__Selected text__:
——

In the Laboratory for Neurophysiology and Neuromodulation, under Dr. Wael Asaad.
  • Model-free and Model-based Reinforcement Learning in Patients Undergoing Ventral Capsulotomy for OCD


    OCD is a disease of cognitive errors, but its underlying neural mechanisms remain poorly understood. Patients with intractable OCD undergoing MRI-guided ablation of the anterior limb of the internal capsule present a unique opportunity to study prefrontal-striatal circuits involved in reinforcement learning (RL). RL is thought to involve model-free (habitual) and model-based (planning) algorithms. We sought to quantify how these systems are impaired in OCD patients, and to map behavioral impairments to lesioned prefrontal fibers that are involved in the brain's RL circuitry.

    By engaging OCD patients in a maze task requiring experiential learning and dynamic planning, and fitting patient behavior to a space of artificial RL agents performing the same task, we elicit precise and rigorous descriptions of model-free and model-based RL in our patients. Notably, OCD patients were found to have poor reward learning in the model-free system and poor planning in the model-based system, and both of these parameters improved postoperatively, suggesting that these are core features of OCD pathophysiology. On DTI, greater lesioning of orbitofrontal-striatal fibers were found to be associated with improvements in model-based planning. These results represent an effort to map prefrontal cortex with artificially intelligent agents. Future studies will examine these computations with more complex behavioral tasks and electrophysiology.

  • Interpretable Neural Networks Reveal Diverse Spectral Encoding of Parkinsonian Neurophysiology in Subthalamic Nucleus

    Better understanding of the neural mechanisms mediating Parkinsonian symptoms could lead to more precise biomarkers for closed-loop DBS. By using a real-time intraoperative motor task, we quantify short-timescale Parkinsonian motor dysfunction while recording from microelectrodes in the subthalamic nucleus (STN). Neural networks were trained to decode tremor and bradykinesia on oscillatory neural activity from these microelectrodes.

——

__Information__:
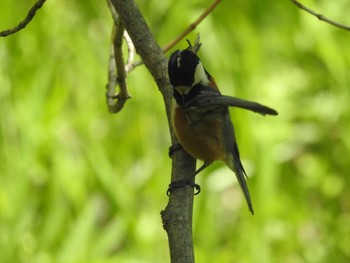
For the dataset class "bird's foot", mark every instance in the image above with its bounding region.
[169,143,182,158]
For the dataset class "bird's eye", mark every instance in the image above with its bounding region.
[176,56,181,68]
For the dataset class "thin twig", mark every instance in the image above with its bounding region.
[163,0,221,53]
[106,1,130,113]
[124,30,135,73]
[128,0,221,72]
[291,0,350,31]
[0,0,46,37]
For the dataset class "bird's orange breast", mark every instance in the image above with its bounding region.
[173,106,225,162]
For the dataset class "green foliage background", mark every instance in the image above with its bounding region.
[0,0,350,263]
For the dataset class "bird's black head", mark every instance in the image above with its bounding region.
[168,49,202,87]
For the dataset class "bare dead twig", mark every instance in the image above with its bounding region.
[124,30,135,73]
[291,0,350,31]
[163,0,221,53]
[128,0,221,72]
[0,0,46,37]
[106,11,130,113]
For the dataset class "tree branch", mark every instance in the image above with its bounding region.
[163,0,221,53]
[0,0,46,37]
[111,0,195,263]
[291,0,350,31]
[127,0,221,72]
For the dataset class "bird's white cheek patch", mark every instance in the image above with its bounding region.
[194,62,209,85]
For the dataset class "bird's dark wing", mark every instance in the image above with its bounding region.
[187,94,278,115]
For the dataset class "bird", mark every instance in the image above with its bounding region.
[168,47,278,215]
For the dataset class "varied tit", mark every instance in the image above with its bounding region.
[168,48,277,217]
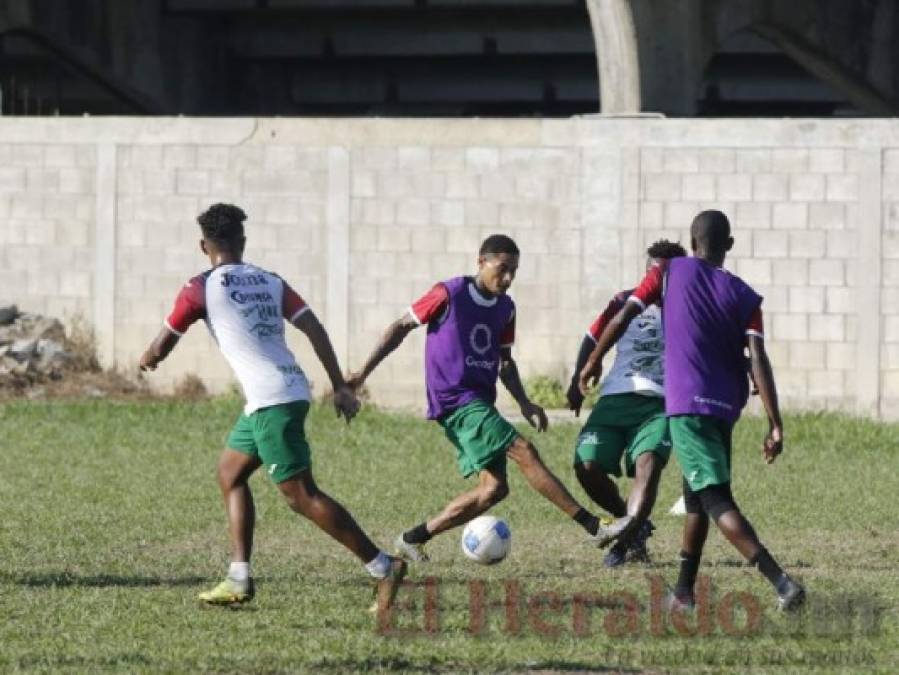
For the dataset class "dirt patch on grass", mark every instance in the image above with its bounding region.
[0,305,199,401]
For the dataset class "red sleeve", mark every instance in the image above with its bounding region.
[628,260,668,309]
[281,280,309,323]
[409,283,449,324]
[746,307,765,338]
[587,291,632,342]
[165,275,206,336]
[499,309,515,349]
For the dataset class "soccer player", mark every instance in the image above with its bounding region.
[567,239,687,567]
[580,211,805,611]
[349,234,629,561]
[140,204,406,609]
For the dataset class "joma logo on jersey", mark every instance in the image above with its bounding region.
[222,272,268,288]
[231,291,275,305]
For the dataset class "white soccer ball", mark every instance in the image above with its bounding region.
[462,516,512,565]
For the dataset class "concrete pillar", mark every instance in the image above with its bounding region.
[587,0,641,114]
[93,143,117,368]
[325,147,350,368]
[855,147,883,417]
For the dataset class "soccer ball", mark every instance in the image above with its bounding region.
[462,516,512,565]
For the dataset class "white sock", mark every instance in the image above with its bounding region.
[365,551,390,579]
[228,562,250,583]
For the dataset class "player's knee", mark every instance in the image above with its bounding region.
[509,436,540,466]
[216,462,246,490]
[574,462,601,485]
[484,481,509,506]
[695,483,739,522]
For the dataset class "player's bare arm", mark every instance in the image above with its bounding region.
[578,301,643,396]
[747,335,783,464]
[499,347,549,431]
[140,326,179,371]
[293,310,359,422]
[348,312,419,389]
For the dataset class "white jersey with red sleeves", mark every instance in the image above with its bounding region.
[587,291,665,396]
[165,263,309,415]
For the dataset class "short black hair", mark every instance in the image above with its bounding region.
[646,239,687,260]
[690,209,730,252]
[197,204,247,246]
[478,234,519,255]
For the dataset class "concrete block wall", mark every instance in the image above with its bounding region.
[0,117,899,417]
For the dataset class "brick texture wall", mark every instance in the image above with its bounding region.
[0,118,899,417]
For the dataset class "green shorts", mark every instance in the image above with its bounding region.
[668,415,733,492]
[574,394,671,477]
[227,401,312,483]
[437,400,518,478]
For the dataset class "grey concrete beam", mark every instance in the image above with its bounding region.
[750,23,899,117]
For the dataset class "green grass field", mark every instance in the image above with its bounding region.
[0,399,899,673]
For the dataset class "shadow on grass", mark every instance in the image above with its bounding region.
[315,657,645,673]
[0,572,208,588]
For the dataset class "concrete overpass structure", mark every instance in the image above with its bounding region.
[0,0,899,116]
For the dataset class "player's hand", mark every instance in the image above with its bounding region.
[521,401,549,431]
[762,426,783,464]
[565,378,584,417]
[140,350,159,372]
[334,384,361,424]
[578,358,602,397]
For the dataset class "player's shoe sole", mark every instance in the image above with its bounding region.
[197,579,256,606]
[777,579,805,612]
[393,534,431,562]
[368,557,409,614]
[588,516,634,548]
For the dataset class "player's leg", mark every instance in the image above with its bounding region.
[217,448,262,563]
[625,406,671,523]
[574,406,627,518]
[669,478,709,609]
[603,412,671,567]
[506,436,631,547]
[277,469,380,563]
[426,464,509,537]
[256,401,406,607]
[199,415,262,605]
[671,415,805,610]
[277,468,406,610]
[394,422,517,562]
[574,462,627,518]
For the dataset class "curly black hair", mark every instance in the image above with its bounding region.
[478,234,518,255]
[646,239,687,260]
[197,204,247,246]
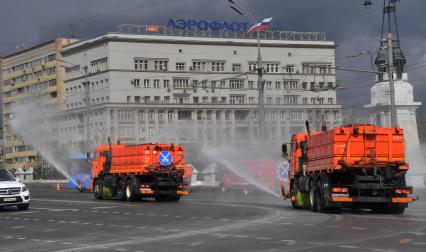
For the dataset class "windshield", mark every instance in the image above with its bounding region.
[0,169,15,181]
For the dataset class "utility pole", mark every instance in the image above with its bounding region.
[388,32,398,128]
[84,66,91,152]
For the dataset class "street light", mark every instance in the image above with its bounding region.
[228,0,266,149]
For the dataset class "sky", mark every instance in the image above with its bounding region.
[0,0,426,114]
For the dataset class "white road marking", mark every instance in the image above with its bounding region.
[90,206,114,209]
[351,227,367,230]
[338,245,359,249]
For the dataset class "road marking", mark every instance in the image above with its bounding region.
[351,227,367,230]
[407,232,426,236]
[190,241,204,247]
[399,238,412,244]
[338,245,359,249]
[255,236,272,240]
[90,206,114,209]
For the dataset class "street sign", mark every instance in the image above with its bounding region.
[158,151,173,165]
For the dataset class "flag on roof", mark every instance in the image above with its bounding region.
[247,17,272,33]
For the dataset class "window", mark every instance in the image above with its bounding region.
[176,62,185,71]
[143,79,150,88]
[275,81,281,90]
[163,80,170,88]
[284,81,297,90]
[285,65,294,73]
[154,80,160,88]
[229,80,244,89]
[192,61,207,72]
[229,95,244,104]
[173,79,189,88]
[263,63,279,73]
[249,81,254,89]
[232,64,241,72]
[132,79,141,87]
[275,97,281,104]
[284,96,297,104]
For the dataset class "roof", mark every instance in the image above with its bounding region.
[62,33,336,54]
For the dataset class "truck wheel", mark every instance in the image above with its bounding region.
[117,179,126,201]
[17,203,30,210]
[125,179,135,202]
[309,180,317,212]
[315,180,325,213]
[93,179,102,199]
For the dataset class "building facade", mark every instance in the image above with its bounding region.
[58,29,341,162]
[1,38,70,169]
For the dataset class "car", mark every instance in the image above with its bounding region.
[0,168,30,210]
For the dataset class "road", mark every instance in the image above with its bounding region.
[0,185,426,252]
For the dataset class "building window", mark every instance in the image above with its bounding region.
[229,80,244,89]
[173,79,189,88]
[275,81,281,90]
[229,95,244,104]
[264,63,279,73]
[249,81,254,89]
[284,96,297,104]
[176,62,185,71]
[154,80,160,88]
[285,65,294,73]
[143,79,150,88]
[232,64,241,72]
[163,80,170,88]
[275,97,281,104]
[132,79,141,87]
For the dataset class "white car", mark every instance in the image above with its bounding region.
[0,168,30,210]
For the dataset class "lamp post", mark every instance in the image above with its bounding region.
[228,0,266,149]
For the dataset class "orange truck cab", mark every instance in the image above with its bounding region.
[283,123,414,214]
[90,144,190,201]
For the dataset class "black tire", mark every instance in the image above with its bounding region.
[117,179,126,201]
[93,179,102,199]
[125,179,136,202]
[168,195,180,202]
[309,180,317,212]
[18,203,30,210]
[315,180,325,213]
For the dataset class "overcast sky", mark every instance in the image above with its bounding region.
[0,0,426,113]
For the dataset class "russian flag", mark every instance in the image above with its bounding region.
[247,17,272,33]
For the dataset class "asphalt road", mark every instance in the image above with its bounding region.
[0,185,426,252]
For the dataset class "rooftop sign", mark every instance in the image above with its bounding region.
[167,19,250,31]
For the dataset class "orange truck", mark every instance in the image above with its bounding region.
[283,122,414,214]
[90,141,189,201]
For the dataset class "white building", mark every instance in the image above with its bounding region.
[58,27,341,161]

——

__Work order 1__: List every abbreviation written in capital letters in the research summary.
__Work order 2__: Reproduce everything in the research summary from "OCD is a disease" down to "brain's RL circuitry.".
Rely only on the research summary and not on the listing.

__Your solution 1__: OCD, MRI, RL, DTI, DBS, STN

__Your solution 2__:
OCD is a disease of cognitive errors, but its underlying neural mechanisms remain poorly understood. Patients with intractable OCD undergoing MRI-guided ablation of the anterior limb of the internal capsule present a unique opportunity to study prefrontal-striatal circuits involved in reinforcement learning (RL). RL is thought to involve model-free (habitual) and model-based (planning) algorithms. We sought to quantify how these systems are impaired in OCD patients, and to map behavioral impairments to lesioned prefrontal fibers that are involved in the brain's RL circuitry.